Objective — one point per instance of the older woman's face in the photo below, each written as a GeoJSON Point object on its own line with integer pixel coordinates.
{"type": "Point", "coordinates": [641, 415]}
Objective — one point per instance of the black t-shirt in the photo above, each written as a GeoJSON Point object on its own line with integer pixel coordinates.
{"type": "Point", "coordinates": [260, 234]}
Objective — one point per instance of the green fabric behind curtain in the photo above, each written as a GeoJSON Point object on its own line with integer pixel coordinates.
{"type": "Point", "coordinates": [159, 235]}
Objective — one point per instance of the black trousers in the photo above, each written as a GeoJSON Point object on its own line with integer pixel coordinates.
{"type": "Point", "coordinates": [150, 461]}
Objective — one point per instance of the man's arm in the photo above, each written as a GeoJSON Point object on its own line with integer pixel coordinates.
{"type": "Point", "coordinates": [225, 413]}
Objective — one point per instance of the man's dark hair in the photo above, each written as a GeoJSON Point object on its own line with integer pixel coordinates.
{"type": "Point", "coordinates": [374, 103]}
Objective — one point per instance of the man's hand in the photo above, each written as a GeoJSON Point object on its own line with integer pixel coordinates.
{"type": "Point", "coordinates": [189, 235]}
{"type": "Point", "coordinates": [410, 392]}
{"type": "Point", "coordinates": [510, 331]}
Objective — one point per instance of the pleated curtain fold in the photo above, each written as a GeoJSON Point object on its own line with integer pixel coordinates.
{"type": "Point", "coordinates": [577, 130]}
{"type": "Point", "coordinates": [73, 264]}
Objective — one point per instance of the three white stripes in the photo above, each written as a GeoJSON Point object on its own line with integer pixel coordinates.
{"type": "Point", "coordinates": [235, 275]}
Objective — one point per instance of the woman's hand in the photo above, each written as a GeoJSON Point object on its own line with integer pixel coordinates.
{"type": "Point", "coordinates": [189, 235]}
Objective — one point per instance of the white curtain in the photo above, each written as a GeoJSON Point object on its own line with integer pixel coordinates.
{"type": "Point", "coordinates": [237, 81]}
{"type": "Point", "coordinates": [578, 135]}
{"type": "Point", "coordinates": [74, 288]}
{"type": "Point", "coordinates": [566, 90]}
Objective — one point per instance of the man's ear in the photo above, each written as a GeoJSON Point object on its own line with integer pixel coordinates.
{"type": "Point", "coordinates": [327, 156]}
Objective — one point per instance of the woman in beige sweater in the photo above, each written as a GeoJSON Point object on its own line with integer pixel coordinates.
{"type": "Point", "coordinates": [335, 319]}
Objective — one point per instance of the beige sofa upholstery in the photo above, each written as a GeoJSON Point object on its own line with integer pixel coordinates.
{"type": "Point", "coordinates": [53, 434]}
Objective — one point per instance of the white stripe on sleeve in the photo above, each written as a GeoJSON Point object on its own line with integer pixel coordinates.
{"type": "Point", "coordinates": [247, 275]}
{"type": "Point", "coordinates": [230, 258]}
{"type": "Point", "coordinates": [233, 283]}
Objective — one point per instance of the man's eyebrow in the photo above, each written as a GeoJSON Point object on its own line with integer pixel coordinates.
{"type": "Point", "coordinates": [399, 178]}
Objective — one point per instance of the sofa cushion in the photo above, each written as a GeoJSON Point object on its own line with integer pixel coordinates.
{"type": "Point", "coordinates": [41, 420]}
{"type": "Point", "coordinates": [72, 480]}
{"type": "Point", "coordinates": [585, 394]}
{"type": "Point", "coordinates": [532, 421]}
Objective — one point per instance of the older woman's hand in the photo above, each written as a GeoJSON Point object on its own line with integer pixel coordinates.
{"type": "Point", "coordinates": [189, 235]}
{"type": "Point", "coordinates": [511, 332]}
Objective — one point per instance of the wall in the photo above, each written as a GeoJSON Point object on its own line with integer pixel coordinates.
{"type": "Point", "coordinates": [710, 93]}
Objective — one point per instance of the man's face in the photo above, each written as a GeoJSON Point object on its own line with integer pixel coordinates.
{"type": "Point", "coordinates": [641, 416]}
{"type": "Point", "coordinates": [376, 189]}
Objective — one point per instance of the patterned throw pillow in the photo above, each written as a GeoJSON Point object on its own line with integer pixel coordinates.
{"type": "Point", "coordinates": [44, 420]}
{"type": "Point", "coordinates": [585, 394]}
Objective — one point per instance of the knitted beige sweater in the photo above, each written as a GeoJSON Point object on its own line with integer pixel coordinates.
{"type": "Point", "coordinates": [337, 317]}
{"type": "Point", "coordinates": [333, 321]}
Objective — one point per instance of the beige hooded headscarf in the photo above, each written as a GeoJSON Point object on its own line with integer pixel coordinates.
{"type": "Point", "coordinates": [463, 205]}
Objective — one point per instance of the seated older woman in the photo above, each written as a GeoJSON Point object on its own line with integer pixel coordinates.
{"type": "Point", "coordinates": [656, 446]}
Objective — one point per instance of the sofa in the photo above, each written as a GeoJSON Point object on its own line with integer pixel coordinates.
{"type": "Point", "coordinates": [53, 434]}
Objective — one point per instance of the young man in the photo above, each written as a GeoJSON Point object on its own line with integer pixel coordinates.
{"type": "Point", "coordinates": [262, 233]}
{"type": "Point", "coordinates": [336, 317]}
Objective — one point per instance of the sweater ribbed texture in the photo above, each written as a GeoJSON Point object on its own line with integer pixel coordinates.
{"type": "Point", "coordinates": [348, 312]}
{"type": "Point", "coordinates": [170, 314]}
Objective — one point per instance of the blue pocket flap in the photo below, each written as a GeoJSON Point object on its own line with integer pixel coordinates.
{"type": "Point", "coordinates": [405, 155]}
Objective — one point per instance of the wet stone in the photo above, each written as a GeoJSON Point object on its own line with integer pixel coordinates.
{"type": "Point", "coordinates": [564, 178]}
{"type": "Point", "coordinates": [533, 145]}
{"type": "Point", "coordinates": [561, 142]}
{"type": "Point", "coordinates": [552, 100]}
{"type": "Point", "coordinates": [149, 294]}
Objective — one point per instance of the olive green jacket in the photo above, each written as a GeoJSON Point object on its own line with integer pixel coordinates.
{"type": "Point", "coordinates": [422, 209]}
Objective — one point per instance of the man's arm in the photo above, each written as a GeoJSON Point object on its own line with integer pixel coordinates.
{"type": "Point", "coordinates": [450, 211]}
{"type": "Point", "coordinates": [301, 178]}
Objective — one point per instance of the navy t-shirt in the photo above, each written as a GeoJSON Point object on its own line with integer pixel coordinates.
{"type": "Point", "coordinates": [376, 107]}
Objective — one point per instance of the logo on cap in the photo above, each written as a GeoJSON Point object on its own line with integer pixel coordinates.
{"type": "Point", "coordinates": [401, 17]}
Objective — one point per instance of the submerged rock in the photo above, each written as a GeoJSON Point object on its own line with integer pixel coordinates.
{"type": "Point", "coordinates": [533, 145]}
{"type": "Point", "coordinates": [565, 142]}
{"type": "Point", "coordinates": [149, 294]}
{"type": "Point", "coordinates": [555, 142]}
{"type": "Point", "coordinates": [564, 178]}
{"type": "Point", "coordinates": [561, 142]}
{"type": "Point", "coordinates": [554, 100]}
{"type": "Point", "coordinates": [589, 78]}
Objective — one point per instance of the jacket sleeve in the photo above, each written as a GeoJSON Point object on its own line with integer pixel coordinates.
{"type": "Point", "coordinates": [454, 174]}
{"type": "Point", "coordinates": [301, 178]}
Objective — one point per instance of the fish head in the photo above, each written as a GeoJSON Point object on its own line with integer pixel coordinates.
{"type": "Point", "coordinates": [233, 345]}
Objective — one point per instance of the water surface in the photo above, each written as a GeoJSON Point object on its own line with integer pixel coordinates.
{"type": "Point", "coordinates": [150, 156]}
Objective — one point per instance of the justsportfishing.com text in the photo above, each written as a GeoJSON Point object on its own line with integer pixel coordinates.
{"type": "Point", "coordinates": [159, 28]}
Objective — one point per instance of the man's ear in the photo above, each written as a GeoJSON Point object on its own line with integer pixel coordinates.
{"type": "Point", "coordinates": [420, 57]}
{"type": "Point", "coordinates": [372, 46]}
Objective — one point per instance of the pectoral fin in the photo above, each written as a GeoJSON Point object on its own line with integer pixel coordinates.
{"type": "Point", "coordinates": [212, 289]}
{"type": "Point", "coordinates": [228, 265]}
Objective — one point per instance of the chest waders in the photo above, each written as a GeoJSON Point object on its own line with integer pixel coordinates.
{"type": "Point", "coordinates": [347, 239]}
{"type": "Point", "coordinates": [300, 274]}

§ Given exercise
Repeat exactly the lines above from the line that contains "Objective — one point per instance of the justsportfishing.com" through the end. Include both of these ends; leave out everything else.

§ Correct result
Objective — one point per instance of the justsportfishing.com text in the photo above, each written as a GeoJSON Point object on its own line with integer pixel coordinates.
{"type": "Point", "coordinates": [159, 28]}
Objective — one point per instance of the man's ear in the photo above, each written as a GeoJSON Point object on its own line with integer pixel coordinates.
{"type": "Point", "coordinates": [420, 57]}
{"type": "Point", "coordinates": [372, 46]}
Objective — one point per instance of the pectoral fin in the photo above, each written as a GeoJSON Point object on its own line with integer pixel coordinates.
{"type": "Point", "coordinates": [212, 289]}
{"type": "Point", "coordinates": [228, 265]}
Objective — one point per instance of the chest waders in the photo above, each written as a GeoJSON Point object on its own line with integer pixel coordinates.
{"type": "Point", "coordinates": [347, 239]}
{"type": "Point", "coordinates": [300, 274]}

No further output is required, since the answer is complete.